## [Records contained in a dataset]
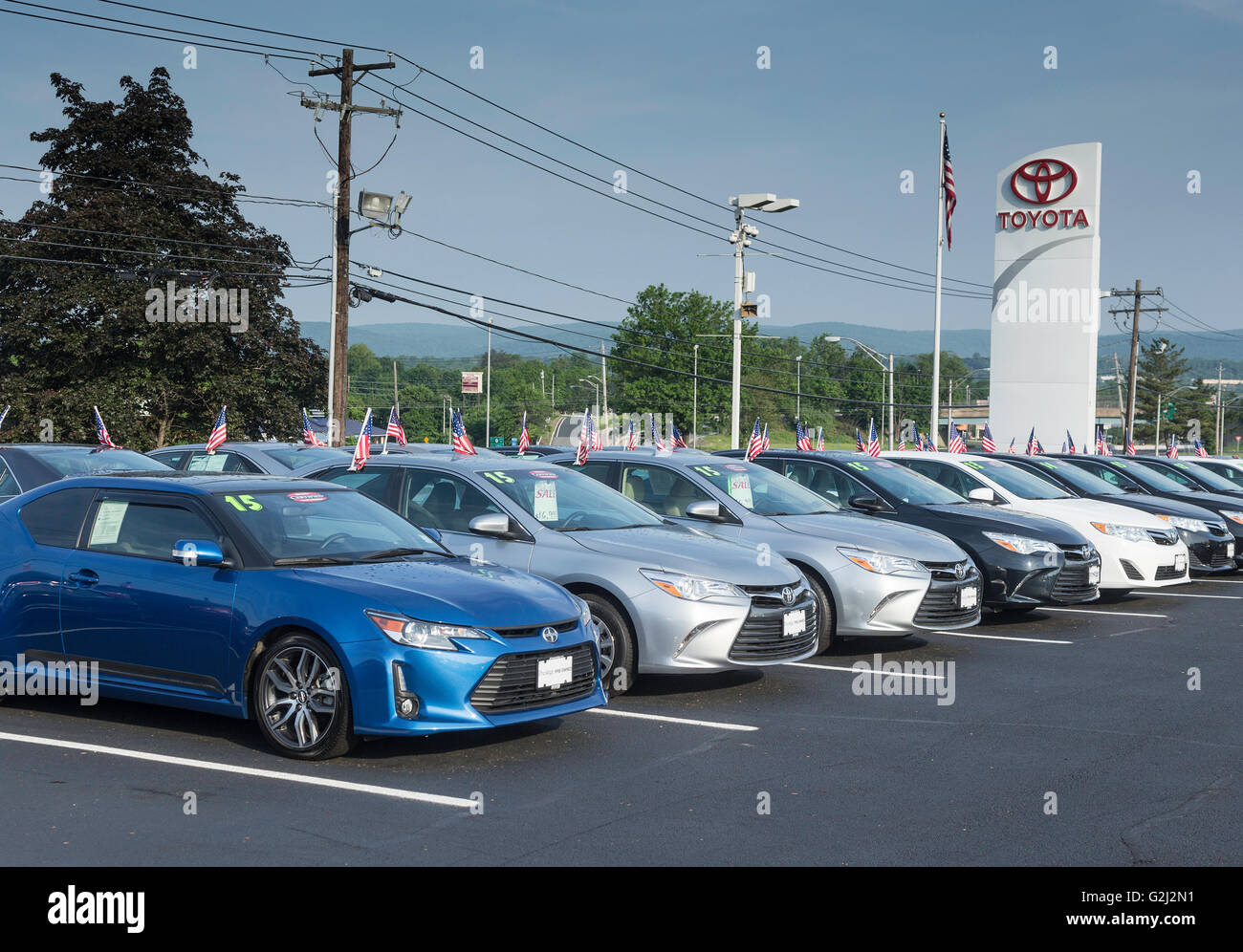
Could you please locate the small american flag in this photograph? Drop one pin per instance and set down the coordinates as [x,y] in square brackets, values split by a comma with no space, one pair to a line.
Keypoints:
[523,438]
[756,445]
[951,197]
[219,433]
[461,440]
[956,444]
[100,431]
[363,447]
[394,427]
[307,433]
...
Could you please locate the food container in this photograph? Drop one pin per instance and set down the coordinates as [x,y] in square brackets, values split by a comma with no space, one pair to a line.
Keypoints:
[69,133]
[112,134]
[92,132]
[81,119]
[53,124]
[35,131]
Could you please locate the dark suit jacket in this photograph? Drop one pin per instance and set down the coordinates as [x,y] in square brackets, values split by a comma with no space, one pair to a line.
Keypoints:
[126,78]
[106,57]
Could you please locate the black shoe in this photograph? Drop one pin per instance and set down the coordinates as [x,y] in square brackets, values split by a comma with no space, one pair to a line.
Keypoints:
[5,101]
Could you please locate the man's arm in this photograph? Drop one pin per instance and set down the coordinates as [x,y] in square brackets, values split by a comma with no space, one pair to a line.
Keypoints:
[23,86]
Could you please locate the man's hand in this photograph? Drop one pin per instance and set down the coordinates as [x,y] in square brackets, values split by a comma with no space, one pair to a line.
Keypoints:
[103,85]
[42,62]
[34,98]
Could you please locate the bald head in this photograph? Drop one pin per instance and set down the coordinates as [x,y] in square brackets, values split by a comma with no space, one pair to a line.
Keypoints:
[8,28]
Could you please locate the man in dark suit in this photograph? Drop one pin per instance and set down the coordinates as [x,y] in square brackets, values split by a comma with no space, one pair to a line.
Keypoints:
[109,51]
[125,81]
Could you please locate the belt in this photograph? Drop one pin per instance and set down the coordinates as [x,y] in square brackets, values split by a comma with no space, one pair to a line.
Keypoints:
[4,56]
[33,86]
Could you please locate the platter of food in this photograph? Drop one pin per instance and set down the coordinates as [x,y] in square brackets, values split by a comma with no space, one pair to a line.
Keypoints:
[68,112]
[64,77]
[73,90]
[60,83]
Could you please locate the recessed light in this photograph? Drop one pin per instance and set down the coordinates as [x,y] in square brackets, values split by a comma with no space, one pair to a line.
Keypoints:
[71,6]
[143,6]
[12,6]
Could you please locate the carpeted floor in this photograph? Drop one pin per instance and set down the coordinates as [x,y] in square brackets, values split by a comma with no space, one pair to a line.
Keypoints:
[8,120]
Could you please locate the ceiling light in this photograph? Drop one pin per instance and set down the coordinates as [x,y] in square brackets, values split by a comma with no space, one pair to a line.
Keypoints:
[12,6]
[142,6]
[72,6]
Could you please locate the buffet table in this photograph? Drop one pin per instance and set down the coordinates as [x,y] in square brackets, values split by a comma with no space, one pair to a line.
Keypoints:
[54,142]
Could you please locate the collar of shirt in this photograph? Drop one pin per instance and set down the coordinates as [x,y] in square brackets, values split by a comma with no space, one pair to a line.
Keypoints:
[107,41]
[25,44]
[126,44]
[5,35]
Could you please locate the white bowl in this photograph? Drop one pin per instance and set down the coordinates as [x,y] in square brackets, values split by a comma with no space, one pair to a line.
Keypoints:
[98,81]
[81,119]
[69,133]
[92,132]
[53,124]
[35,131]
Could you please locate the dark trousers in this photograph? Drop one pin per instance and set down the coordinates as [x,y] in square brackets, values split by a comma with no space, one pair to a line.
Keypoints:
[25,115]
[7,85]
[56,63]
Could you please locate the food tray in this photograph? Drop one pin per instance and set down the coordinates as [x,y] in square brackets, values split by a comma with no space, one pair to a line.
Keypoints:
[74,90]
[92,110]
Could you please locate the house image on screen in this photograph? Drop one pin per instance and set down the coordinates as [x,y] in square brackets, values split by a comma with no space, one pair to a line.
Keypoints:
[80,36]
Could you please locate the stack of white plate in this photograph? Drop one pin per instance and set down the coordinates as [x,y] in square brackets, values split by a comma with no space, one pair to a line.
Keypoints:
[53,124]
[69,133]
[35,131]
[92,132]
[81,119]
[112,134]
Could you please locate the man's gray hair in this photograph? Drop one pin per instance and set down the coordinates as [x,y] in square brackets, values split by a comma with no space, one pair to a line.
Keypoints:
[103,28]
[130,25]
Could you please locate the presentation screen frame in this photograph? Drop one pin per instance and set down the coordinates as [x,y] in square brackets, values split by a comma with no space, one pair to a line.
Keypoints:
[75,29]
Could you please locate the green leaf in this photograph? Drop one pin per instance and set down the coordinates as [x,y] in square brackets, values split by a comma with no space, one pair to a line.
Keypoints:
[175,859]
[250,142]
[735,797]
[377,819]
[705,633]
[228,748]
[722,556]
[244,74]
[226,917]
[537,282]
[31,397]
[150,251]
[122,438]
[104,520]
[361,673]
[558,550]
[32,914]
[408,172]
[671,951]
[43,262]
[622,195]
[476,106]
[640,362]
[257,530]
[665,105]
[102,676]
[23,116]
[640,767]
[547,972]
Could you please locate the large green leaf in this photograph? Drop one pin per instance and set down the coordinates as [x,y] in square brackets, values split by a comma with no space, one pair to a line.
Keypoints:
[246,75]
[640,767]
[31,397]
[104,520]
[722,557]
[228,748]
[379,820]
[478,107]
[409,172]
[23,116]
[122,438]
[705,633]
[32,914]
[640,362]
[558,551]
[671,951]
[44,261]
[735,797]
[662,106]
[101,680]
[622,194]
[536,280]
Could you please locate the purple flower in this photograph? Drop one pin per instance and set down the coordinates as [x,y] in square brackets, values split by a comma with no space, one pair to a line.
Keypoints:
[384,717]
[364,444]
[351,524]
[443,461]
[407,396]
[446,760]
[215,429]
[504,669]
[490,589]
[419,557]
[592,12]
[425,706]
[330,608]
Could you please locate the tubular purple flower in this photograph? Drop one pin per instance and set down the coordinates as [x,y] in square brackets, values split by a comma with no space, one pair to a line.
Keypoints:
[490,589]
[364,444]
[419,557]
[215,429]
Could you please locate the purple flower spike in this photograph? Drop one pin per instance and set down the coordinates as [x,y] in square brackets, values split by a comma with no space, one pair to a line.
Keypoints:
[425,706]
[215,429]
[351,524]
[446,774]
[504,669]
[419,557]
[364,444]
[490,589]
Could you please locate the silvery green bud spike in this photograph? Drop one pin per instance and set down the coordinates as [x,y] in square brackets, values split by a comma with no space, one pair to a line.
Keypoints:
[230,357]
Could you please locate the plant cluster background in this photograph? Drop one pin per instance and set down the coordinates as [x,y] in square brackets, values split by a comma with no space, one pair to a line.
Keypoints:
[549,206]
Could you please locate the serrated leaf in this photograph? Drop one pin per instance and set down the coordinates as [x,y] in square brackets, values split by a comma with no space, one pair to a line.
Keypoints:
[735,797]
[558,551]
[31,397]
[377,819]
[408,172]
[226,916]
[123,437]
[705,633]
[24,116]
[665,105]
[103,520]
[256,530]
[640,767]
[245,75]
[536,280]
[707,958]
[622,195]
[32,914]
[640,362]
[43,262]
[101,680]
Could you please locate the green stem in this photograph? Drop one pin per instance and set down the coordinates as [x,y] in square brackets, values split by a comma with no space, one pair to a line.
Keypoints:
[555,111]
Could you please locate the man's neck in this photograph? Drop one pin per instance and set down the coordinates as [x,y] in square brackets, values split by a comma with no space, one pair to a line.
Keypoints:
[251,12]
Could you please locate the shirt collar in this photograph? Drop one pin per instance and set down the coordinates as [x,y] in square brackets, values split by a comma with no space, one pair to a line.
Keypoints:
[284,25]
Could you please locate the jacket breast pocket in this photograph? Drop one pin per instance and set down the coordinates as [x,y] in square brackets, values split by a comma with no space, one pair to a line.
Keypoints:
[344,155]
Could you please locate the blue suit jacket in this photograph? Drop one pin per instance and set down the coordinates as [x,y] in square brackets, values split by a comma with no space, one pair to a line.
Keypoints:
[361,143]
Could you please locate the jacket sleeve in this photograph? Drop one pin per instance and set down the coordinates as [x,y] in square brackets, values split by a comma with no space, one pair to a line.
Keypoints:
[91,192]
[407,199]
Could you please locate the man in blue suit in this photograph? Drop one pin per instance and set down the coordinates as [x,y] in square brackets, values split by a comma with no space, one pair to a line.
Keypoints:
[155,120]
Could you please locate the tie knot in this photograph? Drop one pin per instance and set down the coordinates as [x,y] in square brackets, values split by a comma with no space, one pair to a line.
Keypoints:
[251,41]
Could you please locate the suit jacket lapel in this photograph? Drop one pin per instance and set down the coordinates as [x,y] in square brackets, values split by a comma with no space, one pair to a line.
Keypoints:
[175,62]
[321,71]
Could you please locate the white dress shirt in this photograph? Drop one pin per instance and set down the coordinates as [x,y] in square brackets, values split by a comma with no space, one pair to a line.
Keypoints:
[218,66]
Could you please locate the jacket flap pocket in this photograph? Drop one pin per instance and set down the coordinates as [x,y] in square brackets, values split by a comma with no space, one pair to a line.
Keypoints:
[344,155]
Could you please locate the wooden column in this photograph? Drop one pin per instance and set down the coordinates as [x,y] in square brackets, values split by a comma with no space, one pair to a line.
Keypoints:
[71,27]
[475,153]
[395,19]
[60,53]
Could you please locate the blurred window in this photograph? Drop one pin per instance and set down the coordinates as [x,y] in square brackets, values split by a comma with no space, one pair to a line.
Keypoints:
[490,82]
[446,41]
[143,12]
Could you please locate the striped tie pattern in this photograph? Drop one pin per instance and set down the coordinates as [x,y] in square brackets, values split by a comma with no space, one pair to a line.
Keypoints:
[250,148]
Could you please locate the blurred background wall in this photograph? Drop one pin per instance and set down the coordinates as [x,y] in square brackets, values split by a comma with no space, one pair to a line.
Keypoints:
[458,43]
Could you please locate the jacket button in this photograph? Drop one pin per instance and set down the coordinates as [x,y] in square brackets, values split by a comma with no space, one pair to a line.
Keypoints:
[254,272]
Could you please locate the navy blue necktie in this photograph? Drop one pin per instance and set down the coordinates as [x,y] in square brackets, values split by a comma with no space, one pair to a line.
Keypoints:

## [REQUIRED WORK]
Take exactly the lines from the one containing "Could you please locate the plant" through the one containing "Could you please locate the serrated" in the data above, and output them with nothing added.

## [RESPONSE TO THIS TASK]
Could you please locate the plant cluster background in this photograph? Drop one pin per instance and set down the coordinates as [x,y] in square brackets, values split by a comma with no space, one pair to a line.
Keypoints:
[549,206]
Could you please locate the serrated leaf in this photograph? Drop one pin per instance and set down the coordinates as [x,y] in square brackets, values split by a comma with no space, one pair to a line.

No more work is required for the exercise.